Filter the records below, copying out every line that contains the string "foot".
## Begin Task inputs
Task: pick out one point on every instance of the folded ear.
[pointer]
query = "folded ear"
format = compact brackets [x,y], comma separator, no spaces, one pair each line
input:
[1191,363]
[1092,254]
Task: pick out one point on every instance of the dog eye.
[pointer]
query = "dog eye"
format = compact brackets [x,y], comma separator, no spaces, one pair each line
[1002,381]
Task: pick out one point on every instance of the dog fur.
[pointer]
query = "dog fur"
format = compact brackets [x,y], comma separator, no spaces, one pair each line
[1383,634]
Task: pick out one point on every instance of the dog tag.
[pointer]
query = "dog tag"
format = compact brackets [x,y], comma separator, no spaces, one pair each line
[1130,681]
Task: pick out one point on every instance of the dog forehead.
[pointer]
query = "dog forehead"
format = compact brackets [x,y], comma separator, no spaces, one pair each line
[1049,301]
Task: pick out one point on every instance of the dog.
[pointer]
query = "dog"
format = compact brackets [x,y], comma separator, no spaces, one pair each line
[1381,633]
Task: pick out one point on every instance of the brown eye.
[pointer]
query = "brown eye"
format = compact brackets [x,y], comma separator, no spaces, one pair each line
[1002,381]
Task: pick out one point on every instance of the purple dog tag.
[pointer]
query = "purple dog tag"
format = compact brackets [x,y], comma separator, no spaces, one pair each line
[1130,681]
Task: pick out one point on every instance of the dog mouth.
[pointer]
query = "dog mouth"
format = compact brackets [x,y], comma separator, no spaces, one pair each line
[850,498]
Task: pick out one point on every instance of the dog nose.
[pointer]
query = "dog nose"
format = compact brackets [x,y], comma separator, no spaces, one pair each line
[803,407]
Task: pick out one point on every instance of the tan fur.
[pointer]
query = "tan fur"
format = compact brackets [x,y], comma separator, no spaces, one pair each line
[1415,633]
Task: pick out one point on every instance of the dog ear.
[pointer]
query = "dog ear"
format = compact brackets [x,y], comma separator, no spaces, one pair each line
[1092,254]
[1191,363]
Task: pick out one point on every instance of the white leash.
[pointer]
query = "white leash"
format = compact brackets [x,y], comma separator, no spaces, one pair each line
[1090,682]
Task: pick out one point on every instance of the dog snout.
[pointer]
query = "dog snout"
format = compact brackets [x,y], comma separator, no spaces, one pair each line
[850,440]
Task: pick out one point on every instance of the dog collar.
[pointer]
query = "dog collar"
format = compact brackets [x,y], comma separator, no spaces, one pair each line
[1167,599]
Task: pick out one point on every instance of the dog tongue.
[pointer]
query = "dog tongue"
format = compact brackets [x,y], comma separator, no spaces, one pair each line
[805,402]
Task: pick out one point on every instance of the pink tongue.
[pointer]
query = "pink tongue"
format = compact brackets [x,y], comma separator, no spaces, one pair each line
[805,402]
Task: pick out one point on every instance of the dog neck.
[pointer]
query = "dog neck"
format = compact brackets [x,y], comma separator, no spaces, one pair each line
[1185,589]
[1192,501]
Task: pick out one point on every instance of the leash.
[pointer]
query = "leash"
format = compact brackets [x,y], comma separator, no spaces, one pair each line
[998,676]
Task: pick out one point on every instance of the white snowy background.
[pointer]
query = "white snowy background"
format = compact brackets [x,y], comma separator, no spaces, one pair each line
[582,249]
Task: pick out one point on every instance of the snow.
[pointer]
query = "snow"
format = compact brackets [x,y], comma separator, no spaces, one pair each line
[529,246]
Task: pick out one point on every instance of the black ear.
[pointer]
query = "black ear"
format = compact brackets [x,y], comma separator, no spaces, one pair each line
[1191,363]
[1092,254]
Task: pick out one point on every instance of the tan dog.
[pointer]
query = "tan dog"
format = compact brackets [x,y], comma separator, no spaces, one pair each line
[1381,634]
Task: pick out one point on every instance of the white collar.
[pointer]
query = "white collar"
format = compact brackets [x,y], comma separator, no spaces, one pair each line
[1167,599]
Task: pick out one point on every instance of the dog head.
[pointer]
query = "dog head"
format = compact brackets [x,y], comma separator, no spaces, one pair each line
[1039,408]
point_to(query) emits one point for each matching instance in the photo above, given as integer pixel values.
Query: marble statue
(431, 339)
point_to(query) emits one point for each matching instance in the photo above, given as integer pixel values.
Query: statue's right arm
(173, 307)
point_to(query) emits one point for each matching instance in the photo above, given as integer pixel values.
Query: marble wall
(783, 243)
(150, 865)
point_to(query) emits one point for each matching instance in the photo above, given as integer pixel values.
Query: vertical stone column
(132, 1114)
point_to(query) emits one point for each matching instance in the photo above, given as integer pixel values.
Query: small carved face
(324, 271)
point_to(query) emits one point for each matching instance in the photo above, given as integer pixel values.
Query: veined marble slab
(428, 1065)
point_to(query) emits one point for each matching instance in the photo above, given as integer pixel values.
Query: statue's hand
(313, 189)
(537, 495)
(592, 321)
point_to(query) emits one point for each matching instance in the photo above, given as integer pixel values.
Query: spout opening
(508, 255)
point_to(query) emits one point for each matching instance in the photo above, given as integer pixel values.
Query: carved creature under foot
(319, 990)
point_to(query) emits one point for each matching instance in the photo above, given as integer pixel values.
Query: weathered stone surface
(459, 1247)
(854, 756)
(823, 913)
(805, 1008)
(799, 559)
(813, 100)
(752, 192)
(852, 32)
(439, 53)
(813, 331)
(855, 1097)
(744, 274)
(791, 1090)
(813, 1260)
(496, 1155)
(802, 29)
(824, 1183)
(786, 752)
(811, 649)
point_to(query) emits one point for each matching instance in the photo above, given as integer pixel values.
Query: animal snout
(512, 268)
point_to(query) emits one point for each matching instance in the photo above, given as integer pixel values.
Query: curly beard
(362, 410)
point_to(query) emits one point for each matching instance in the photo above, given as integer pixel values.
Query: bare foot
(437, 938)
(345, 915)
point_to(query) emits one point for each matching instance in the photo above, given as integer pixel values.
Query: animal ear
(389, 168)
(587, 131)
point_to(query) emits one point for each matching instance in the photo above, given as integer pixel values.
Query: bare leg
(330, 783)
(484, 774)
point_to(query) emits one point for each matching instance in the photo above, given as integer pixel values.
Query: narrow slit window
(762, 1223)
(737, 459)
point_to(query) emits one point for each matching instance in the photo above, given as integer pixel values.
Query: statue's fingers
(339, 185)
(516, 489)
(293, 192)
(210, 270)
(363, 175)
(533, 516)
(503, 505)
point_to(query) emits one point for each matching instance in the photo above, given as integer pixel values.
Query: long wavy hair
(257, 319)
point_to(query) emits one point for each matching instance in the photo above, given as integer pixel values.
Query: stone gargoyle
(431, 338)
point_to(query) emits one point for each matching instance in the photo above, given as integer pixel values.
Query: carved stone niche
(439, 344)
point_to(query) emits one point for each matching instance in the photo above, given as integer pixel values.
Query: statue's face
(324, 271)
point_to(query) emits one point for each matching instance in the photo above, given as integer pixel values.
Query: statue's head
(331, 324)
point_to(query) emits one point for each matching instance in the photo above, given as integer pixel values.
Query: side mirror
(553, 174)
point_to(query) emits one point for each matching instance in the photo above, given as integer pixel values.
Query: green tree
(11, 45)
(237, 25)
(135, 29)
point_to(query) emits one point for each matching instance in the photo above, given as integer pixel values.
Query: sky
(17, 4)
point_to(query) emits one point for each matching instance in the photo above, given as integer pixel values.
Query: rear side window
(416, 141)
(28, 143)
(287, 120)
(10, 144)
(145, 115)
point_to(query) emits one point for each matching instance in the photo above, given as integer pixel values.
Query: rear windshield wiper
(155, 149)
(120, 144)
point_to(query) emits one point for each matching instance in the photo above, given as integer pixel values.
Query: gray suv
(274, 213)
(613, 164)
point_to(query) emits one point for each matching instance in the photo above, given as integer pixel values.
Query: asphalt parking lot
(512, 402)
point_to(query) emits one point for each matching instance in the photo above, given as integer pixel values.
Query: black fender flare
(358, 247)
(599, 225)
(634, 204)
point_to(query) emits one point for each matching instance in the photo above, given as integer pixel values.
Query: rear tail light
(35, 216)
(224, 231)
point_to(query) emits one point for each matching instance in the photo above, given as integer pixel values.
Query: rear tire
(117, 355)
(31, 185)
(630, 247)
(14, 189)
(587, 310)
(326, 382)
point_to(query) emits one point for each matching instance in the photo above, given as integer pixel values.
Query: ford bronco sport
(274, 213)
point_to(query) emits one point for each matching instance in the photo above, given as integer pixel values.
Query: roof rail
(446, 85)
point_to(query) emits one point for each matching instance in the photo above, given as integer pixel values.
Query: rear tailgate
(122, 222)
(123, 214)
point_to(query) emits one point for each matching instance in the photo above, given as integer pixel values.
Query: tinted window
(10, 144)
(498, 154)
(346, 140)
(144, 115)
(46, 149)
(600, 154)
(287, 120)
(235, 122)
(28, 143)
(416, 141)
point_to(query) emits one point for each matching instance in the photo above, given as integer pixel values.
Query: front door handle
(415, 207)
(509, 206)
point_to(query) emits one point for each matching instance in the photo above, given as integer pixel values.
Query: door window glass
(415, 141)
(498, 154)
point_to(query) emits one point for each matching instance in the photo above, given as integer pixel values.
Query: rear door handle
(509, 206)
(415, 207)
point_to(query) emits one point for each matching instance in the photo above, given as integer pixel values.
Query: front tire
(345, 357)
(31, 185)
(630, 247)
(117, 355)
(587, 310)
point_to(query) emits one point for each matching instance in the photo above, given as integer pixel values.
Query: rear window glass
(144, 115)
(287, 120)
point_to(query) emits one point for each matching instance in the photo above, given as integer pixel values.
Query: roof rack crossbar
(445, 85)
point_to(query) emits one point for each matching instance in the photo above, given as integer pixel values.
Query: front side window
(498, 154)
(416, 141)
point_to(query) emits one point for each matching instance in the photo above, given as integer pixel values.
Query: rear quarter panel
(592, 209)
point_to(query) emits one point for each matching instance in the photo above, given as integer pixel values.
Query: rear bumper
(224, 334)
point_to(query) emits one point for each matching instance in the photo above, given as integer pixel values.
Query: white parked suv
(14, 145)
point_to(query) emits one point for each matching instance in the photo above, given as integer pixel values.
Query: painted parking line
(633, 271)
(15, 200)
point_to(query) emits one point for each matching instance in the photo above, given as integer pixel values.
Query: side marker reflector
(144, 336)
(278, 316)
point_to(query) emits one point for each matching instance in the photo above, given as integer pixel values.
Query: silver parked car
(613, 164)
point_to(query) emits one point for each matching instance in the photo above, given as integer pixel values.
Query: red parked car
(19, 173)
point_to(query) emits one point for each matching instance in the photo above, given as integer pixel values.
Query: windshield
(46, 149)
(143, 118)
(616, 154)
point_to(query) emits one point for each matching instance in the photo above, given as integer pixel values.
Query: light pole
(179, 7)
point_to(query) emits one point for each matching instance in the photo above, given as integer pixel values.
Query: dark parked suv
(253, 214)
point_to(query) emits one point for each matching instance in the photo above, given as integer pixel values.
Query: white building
## End Task inputs
Response:
Query: carved creature under foot
Query: bare foot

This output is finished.